▸ Supplied information
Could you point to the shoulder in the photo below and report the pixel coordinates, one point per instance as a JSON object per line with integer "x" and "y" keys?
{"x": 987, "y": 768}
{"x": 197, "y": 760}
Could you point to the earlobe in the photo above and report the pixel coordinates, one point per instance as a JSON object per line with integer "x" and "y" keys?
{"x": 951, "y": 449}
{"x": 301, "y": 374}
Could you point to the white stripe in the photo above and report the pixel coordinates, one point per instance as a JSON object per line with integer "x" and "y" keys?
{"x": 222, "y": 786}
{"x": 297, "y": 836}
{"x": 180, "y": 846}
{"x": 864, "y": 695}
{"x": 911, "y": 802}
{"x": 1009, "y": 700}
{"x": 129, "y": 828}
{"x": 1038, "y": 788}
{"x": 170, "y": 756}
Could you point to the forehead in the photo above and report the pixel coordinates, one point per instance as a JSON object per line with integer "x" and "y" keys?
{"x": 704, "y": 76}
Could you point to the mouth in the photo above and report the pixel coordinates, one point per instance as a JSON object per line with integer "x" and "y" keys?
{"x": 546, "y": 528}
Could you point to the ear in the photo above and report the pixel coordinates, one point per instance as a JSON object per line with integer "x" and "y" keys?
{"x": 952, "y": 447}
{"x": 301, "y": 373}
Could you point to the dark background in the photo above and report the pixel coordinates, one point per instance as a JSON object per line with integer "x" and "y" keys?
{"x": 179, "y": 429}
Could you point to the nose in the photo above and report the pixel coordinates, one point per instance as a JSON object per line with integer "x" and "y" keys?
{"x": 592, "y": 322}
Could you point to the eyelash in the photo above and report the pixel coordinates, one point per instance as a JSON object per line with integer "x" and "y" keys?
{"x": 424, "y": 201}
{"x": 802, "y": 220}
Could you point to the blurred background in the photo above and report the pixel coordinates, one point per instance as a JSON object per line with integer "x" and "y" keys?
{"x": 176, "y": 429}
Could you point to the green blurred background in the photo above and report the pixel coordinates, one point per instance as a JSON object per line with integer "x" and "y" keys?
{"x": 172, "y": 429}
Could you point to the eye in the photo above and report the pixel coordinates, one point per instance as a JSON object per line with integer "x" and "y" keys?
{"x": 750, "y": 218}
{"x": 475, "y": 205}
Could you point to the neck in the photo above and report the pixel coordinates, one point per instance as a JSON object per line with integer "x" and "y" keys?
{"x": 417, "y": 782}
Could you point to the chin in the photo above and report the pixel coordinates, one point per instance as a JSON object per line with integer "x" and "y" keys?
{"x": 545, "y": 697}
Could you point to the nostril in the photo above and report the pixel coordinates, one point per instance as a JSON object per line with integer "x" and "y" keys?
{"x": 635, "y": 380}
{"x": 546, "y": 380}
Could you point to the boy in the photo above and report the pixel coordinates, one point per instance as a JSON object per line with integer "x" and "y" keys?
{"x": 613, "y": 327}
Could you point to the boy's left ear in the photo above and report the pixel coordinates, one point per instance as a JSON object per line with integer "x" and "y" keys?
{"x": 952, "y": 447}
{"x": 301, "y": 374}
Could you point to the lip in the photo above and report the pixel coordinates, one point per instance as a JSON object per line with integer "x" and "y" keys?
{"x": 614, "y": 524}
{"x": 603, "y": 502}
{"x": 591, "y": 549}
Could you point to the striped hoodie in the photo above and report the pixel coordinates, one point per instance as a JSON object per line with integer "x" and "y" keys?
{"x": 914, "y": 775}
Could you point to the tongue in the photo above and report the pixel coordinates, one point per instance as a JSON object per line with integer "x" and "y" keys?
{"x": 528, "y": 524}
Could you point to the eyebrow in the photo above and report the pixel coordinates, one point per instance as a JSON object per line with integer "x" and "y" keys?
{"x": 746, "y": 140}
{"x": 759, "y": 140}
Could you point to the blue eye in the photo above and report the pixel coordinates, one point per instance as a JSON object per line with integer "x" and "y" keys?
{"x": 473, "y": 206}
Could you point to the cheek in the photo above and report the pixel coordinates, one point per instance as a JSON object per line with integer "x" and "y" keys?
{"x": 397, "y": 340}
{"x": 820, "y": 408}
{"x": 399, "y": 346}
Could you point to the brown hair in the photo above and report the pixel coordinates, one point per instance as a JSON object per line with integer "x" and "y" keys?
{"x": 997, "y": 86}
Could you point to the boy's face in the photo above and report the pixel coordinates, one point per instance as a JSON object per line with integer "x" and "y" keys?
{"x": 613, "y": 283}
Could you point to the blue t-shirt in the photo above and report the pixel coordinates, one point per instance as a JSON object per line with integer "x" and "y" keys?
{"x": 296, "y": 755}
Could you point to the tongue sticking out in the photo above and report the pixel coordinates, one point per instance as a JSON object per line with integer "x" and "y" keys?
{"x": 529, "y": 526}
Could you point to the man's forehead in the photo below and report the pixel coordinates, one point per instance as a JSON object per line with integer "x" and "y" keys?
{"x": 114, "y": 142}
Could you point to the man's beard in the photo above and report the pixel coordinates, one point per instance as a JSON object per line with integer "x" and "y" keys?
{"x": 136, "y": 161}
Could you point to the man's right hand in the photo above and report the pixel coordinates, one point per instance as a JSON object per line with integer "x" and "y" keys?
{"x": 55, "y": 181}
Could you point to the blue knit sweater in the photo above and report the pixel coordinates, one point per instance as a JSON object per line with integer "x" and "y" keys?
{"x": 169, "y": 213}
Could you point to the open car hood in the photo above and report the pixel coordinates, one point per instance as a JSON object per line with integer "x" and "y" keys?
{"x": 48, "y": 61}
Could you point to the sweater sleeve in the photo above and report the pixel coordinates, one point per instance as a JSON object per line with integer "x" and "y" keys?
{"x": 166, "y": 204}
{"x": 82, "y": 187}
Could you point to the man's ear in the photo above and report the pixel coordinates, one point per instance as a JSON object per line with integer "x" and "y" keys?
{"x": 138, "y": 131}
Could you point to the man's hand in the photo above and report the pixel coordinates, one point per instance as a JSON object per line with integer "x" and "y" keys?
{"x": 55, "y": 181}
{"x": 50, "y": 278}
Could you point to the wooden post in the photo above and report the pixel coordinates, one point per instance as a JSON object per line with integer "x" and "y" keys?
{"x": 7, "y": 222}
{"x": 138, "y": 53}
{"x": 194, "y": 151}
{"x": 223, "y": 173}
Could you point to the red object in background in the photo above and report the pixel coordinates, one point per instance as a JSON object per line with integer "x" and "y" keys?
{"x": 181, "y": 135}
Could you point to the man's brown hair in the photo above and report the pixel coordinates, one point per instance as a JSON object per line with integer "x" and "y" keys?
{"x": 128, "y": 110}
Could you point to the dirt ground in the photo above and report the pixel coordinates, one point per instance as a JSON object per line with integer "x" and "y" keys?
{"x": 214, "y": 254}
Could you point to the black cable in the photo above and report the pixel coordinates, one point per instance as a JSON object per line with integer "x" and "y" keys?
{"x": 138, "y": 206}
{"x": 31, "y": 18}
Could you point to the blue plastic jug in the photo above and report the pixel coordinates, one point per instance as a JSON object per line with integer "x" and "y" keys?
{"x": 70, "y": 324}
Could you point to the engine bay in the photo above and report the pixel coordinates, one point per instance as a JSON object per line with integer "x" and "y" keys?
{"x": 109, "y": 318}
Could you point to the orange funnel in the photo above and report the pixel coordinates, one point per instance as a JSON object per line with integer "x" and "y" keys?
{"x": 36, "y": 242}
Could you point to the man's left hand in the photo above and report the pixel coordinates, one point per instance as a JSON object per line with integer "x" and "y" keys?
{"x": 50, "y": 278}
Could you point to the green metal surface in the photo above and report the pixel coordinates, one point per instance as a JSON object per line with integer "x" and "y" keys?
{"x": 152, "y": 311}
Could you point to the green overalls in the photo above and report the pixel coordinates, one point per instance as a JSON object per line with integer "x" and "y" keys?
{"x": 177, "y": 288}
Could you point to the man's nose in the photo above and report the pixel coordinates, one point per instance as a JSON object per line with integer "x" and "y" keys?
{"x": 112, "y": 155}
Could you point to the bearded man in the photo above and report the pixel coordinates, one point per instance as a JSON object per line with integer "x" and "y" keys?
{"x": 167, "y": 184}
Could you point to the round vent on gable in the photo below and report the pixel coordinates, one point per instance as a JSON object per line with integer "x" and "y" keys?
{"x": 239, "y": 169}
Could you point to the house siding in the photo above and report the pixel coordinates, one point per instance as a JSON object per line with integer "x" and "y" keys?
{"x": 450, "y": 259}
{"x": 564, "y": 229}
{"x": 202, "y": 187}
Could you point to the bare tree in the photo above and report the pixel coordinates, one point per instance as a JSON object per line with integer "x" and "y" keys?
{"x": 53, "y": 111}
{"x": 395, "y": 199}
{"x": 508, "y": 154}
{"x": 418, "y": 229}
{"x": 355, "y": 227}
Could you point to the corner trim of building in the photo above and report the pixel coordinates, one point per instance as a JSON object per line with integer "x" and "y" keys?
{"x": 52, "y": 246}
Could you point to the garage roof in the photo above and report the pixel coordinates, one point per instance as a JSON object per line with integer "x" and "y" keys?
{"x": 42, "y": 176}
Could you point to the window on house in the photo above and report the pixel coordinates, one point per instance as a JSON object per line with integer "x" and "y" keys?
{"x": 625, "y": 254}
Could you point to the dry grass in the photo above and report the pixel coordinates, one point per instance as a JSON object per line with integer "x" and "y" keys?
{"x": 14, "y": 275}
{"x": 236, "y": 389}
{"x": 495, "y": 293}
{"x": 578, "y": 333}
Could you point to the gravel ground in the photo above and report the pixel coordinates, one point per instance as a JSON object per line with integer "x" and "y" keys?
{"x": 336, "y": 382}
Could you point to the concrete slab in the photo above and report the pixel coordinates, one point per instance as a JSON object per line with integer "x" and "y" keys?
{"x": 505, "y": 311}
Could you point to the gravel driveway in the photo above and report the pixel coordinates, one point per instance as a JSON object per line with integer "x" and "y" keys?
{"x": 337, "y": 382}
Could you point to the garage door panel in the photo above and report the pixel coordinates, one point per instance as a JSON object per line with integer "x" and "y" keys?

▸ Written instruction
Reproduce exactly, with nothing added, the lines from the one that contains "Could you point to the gravel ground" to the end of the data.

▸ Task solution
Could you point to the gravel ground in the photo above and report the pixel coordinates, one point per instance as a JSON object per line with integer "x" and "y" keys?
{"x": 336, "y": 382}
Could you point to the concrete slab in the photo above and report the pixel coordinates, one point per instance as a JSON object per line with integer "x" and "y" keys?
{"x": 505, "y": 311}
Could you point to the gravel driveway in the photo above and report the pixel coordinates, one point per instance as a JSON object per line with integer "x" and "y" keys?
{"x": 337, "y": 382}
Could you point to the garage door panel in the photo above and report the pixel coordinates, one point per instance as a JSON object per line with integer "x" and "y" keys?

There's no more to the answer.